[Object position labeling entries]

↓

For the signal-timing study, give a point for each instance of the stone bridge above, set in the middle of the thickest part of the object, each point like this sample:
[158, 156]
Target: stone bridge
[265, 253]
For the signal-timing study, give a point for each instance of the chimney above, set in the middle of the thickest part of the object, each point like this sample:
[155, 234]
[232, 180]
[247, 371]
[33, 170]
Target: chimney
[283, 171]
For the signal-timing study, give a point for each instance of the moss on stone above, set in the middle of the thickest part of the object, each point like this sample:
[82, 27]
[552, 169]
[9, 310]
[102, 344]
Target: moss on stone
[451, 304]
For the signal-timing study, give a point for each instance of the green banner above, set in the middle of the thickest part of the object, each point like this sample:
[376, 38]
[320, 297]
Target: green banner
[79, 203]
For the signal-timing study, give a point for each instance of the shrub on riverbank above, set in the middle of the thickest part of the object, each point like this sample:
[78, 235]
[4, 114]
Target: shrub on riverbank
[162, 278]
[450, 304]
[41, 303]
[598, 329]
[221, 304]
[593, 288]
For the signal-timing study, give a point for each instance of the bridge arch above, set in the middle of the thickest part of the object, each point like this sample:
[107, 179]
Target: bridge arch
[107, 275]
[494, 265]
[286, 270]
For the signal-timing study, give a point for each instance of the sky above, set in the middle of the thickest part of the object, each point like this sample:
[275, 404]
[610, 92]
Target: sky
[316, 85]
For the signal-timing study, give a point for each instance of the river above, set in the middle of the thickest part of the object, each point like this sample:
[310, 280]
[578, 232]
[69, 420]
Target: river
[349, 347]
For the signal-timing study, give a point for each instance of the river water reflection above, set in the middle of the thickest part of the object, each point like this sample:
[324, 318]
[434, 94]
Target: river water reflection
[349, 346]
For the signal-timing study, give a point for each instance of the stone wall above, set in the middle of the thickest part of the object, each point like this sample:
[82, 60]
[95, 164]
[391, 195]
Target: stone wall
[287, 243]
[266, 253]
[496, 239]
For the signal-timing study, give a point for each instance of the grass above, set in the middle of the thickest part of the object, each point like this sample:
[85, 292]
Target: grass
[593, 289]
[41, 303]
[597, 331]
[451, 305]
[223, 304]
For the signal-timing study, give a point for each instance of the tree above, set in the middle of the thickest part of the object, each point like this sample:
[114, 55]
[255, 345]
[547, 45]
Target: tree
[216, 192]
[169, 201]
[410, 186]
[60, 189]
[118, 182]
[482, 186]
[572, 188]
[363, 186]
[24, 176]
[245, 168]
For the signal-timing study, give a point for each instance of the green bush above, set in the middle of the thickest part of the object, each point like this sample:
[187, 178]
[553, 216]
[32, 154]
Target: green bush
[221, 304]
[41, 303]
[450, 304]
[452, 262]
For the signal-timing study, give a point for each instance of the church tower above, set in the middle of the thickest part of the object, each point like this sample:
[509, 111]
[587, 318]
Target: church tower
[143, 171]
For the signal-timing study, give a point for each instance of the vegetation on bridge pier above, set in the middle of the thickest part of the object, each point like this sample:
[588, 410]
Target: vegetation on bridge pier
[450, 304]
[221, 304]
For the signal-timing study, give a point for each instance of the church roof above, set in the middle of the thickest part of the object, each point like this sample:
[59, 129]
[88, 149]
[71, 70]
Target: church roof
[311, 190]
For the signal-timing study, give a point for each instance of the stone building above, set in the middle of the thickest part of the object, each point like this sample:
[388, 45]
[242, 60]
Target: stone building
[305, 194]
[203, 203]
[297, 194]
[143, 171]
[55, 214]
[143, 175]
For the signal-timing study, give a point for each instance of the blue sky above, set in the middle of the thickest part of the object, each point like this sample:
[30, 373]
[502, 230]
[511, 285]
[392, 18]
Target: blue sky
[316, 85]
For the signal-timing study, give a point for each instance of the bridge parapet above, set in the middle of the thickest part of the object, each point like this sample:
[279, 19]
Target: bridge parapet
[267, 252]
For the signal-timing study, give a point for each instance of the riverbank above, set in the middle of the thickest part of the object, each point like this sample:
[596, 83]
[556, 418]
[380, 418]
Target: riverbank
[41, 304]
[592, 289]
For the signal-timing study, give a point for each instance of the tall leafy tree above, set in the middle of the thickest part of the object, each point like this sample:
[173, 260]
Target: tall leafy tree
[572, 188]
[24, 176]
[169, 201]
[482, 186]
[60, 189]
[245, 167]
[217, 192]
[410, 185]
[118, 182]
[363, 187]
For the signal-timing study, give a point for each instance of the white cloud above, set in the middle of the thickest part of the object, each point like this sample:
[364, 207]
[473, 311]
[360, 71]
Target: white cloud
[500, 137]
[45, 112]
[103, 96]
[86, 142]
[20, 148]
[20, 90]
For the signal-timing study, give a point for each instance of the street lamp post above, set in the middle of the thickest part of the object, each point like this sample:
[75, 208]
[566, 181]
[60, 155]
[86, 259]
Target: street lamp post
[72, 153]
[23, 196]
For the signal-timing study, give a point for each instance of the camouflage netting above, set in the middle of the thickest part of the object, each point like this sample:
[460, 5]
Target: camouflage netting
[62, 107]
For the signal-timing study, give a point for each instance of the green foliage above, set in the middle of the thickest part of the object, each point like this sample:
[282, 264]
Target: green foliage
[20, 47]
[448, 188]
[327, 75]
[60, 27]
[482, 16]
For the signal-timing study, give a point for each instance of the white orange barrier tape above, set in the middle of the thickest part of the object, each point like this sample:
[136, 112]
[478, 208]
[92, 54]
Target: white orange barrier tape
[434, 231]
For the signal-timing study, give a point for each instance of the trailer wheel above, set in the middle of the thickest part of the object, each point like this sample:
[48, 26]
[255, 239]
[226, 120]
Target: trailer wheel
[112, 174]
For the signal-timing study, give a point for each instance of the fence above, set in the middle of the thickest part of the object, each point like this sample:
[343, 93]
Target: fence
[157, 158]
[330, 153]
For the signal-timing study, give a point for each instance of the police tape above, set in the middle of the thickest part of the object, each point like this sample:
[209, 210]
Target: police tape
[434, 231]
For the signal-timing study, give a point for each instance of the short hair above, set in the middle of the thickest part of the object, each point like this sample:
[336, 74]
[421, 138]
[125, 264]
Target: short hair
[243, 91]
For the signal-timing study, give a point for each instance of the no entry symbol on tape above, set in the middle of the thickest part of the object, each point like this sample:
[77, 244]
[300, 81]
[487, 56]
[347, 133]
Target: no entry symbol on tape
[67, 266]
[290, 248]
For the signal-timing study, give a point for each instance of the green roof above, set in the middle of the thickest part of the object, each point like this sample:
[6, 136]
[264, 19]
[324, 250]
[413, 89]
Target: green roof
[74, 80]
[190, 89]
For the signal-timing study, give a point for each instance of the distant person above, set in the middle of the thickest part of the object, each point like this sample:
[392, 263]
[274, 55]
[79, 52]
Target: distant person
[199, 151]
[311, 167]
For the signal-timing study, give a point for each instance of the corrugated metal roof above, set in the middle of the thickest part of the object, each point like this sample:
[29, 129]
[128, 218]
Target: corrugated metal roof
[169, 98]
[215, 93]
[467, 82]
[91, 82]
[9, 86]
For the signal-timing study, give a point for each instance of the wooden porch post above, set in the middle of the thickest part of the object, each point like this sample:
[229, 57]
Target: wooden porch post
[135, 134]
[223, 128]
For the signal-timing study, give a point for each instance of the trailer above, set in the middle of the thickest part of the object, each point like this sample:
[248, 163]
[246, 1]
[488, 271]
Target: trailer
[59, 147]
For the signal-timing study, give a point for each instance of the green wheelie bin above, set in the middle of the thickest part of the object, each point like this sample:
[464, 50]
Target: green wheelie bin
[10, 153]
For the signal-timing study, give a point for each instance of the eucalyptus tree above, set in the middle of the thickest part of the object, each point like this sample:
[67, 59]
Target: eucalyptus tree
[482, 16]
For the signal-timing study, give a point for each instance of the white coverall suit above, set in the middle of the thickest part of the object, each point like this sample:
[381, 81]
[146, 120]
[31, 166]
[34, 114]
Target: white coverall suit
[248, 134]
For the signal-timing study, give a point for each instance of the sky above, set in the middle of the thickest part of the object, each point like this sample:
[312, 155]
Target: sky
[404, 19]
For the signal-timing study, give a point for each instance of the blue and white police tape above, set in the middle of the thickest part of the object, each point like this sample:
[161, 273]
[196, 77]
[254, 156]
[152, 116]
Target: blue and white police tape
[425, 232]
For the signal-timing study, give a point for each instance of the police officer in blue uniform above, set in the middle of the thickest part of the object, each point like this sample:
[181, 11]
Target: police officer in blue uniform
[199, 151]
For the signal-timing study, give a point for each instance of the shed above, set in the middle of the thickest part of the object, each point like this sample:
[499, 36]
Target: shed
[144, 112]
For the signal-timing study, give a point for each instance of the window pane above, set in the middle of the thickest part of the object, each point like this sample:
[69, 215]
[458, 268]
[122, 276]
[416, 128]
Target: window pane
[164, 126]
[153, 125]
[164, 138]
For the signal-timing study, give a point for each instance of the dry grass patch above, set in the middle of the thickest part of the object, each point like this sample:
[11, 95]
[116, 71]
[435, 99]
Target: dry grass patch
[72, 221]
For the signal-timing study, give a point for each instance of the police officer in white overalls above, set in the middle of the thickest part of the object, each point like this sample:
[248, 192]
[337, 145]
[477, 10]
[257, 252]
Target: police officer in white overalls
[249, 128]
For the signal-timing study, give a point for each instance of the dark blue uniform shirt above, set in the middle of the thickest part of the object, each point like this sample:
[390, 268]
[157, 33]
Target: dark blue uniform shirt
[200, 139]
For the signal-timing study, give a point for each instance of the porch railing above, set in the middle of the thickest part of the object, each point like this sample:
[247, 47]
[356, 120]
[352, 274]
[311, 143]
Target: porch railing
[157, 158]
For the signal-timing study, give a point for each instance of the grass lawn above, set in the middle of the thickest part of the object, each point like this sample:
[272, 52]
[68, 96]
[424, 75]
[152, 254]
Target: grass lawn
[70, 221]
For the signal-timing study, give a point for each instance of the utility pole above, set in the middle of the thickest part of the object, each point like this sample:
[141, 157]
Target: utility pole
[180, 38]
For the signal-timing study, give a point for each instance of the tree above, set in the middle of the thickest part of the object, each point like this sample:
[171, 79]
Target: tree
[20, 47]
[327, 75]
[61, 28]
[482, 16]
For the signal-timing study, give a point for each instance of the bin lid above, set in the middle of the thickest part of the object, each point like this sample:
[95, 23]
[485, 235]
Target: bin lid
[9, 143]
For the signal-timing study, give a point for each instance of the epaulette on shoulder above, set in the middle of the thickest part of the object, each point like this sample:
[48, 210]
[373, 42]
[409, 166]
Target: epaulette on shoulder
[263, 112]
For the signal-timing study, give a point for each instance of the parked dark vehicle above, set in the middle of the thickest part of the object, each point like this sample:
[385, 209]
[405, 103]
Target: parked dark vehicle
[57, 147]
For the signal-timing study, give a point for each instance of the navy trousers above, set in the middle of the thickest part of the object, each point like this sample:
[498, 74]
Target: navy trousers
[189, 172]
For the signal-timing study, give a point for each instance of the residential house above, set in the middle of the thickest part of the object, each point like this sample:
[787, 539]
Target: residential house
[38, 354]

↑

(What you have to do) Reproduce exactly the lines from the one containing "of the parked" through the last line of the records above, including both, and nothing else.

(Correct result)
For the signal-timing study, give a point for each instance of the parked dark vehicle above, set in the middle of the thickest part of the object, each point like this sample:
[385, 209]
[405, 103]
Target: parked dark vehicle
[57, 147]
For the signal-timing study, give a point for each instance of the navy trousers above, set in the middle of the thickest part of the object, each point like this sample:
[498, 74]
Target: navy trousers
[189, 172]
For the signal-timing study, give a point for each instance of the residential house above, set in the middle of the thickest part of the object, each point like this sample:
[787, 539]
Target: residential house
[38, 354]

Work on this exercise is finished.